▶ **WORK TO BE COMPLETED**: Count the lines of the data below that contain the string "scarf", treating case as significant. Give only the number.

(Records in a dataset)
--- begin ---

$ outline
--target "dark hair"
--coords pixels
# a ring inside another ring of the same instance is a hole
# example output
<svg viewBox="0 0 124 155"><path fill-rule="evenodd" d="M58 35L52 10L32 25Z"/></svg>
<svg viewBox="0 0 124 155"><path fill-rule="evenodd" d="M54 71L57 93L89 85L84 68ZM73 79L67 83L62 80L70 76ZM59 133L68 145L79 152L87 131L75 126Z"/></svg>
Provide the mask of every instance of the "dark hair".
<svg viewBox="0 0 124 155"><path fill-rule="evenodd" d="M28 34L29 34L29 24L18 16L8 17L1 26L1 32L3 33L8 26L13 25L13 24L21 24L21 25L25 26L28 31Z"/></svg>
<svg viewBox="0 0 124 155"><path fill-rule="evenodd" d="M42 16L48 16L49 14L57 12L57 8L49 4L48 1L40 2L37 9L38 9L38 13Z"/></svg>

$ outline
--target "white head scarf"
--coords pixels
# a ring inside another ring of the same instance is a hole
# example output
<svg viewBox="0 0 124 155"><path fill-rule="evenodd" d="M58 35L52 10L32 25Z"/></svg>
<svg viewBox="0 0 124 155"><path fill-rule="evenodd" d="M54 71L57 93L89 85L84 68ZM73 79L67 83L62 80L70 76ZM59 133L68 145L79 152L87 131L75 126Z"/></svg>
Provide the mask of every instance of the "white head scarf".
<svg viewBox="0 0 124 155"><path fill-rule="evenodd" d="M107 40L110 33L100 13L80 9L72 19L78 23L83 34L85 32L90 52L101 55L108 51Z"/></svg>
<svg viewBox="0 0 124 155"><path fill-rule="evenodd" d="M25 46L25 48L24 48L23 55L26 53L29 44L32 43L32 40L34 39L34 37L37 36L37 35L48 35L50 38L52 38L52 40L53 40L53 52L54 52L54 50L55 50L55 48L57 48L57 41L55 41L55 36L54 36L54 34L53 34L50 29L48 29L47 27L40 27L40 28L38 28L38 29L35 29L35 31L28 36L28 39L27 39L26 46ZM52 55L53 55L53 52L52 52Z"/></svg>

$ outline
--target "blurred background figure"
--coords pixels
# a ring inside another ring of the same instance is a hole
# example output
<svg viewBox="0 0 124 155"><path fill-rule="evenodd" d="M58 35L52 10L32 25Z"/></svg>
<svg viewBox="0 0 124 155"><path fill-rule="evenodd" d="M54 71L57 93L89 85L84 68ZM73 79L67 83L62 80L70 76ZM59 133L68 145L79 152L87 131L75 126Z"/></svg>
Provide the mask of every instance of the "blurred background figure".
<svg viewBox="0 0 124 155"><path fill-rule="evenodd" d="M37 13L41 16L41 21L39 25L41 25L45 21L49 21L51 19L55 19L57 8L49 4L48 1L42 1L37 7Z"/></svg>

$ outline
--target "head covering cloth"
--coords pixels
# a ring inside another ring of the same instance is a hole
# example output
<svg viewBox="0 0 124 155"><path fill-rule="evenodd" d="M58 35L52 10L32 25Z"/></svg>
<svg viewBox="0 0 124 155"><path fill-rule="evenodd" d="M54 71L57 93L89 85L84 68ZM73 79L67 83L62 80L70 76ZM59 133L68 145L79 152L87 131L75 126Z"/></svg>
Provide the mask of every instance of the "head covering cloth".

--- end ---

▶ **WORKED ANSWER**: 2